[AIM OF THE TASK] Exact copies of all the records are to be output.

[GIVEN DATA]

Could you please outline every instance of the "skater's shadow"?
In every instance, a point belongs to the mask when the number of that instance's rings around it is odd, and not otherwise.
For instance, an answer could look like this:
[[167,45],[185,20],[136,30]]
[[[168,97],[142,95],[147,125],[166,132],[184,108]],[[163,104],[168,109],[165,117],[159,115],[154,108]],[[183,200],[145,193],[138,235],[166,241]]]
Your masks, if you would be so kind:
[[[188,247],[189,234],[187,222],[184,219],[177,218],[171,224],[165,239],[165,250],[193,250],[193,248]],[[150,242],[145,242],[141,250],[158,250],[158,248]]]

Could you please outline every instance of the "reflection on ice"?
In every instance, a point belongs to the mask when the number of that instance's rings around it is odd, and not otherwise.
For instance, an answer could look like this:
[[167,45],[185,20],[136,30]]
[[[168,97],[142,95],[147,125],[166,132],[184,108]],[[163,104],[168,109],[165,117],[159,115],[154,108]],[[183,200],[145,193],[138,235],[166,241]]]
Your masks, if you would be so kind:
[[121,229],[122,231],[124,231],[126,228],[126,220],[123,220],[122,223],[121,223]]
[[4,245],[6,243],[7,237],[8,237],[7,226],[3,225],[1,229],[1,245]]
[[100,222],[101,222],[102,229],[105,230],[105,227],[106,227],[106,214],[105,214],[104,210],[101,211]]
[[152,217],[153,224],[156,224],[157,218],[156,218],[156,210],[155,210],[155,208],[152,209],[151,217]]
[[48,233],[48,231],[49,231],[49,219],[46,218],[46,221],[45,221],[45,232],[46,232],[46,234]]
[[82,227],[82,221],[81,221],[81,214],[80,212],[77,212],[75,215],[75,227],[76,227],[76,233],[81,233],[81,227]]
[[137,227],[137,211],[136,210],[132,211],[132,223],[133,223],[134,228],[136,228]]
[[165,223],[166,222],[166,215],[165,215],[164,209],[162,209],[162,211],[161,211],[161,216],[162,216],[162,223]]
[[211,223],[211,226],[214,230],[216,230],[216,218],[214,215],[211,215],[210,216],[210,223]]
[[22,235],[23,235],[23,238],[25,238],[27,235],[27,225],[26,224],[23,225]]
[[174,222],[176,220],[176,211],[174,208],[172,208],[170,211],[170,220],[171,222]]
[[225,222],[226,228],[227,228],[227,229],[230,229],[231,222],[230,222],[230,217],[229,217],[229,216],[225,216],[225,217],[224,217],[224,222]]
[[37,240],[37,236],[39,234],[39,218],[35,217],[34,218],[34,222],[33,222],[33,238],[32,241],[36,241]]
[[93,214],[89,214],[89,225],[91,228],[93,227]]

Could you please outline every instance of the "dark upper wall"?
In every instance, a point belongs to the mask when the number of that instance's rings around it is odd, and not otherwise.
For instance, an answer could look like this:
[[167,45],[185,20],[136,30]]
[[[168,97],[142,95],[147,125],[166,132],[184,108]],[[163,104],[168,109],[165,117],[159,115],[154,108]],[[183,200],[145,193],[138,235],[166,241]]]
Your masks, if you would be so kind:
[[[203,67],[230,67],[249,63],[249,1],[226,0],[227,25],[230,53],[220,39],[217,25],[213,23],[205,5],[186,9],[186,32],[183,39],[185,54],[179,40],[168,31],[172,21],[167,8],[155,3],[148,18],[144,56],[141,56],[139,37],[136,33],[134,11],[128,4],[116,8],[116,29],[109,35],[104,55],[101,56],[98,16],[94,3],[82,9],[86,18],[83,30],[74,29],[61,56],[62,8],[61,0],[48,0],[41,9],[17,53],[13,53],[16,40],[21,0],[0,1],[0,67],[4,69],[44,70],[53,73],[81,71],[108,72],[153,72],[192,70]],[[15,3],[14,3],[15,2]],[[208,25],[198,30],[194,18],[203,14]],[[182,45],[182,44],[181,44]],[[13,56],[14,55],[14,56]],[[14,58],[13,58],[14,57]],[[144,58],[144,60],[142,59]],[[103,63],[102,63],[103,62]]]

[PROBLEM SOLUTION]
Could you please outline every instance of the "skater's shadow"?
In every instance, a point belongs to the mask when the number of that instance's rings around it is odd, and not otherwise.
For instance, an answer could look like this:
[[167,45],[185,20],[136,30]]
[[[168,97],[142,95],[147,125],[166,132],[184,108]],[[163,104],[168,109],[165,117],[159,115],[154,108]],[[183,200],[145,193],[138,235],[166,241]]]
Your masks, if you would be so kind:
[[[188,247],[189,234],[187,222],[184,219],[177,218],[171,224],[165,239],[165,250],[193,250],[193,248]],[[150,242],[145,242],[141,250],[158,250],[158,248]]]

Could you please outline every instance of the "reflection on ice"?
In every instance, a point belongs to the mask when the number of that instance's rings around it is odd, and not otherwise.
For instance, an answer could look like this:
[[167,45],[185,20],[136,30]]
[[[168,97],[142,95],[147,125],[166,132],[184,108]],[[163,104],[168,109],[165,117],[159,115],[154,108]],[[183,200],[145,193],[138,235],[166,241]]]
Your masks, if you would be so kind:
[[121,229],[122,231],[124,231],[126,228],[126,220],[123,220],[122,223],[121,223]]
[[4,245],[6,243],[7,237],[8,237],[7,226],[3,225],[1,229],[1,245]]
[[100,222],[101,222],[102,229],[105,230],[105,227],[106,227],[106,214],[105,214],[104,210],[101,211]]
[[152,217],[153,224],[156,224],[157,218],[156,218],[156,210],[155,210],[155,208],[152,209],[151,217]]
[[48,233],[48,231],[49,231],[49,219],[46,218],[46,221],[45,221],[45,232],[46,232],[46,234]]
[[82,227],[82,221],[81,221],[81,214],[80,212],[77,212],[75,215],[75,227],[76,227],[76,233],[81,233],[81,227]]
[[137,227],[137,211],[136,210],[132,211],[132,223],[133,223],[134,228],[136,228]]
[[165,223],[166,222],[166,215],[165,215],[164,209],[162,209],[162,211],[161,211],[161,216],[162,216],[162,223]]
[[211,223],[211,226],[214,230],[216,230],[216,218],[214,215],[211,215],[210,216],[210,223]]
[[22,235],[23,235],[23,238],[25,238],[27,235],[27,225],[26,224],[23,225]]
[[174,222],[176,220],[176,211],[174,208],[172,208],[170,211],[170,220],[171,222]]
[[225,222],[226,228],[227,228],[227,229],[230,229],[231,222],[230,222],[230,217],[229,217],[229,216],[225,216],[225,217],[224,217],[224,222]]
[[37,240],[37,236],[39,234],[39,218],[35,217],[34,218],[34,222],[33,222],[33,238],[32,241],[36,241]]
[[93,214],[89,214],[89,225],[91,228],[93,227]]

Could you please outline every instance of the "dark upper wall"?
In every instance, a point belongs to the mask when the number of that instance's rings around it is odd, and not otherwise.
For instance, an answer could look like this:
[[167,45],[185,20],[136,30]]
[[[168,97],[142,95],[147,125],[166,132],[184,108]],[[163,104],[168,109],[165,117],[159,115],[154,108]],[[183,200],[145,193],[138,235],[166,241]]]
Your masks, if you would be so kind:
[[[203,67],[230,67],[249,63],[249,1],[226,0],[227,25],[230,53],[220,39],[217,25],[213,23],[205,5],[186,9],[186,32],[183,39],[185,54],[179,40],[168,31],[172,21],[167,8],[155,3],[148,18],[144,56],[141,56],[139,37],[136,33],[134,11],[128,4],[116,8],[116,29],[109,35],[104,55],[101,56],[98,16],[94,3],[82,9],[86,18],[83,30],[74,29],[61,56],[62,8],[61,0],[48,0],[41,9],[17,53],[13,53],[16,40],[21,0],[0,1],[0,67],[4,69],[44,70],[53,73],[81,71],[108,72],[153,72],[192,70]],[[15,3],[14,3],[15,2]],[[208,25],[198,30],[194,18],[203,14]],[[182,45],[182,44],[181,44]],[[13,56],[14,55],[14,56]],[[14,58],[13,58],[14,57]],[[144,58],[144,60],[142,59]],[[103,63],[102,63],[103,62]]]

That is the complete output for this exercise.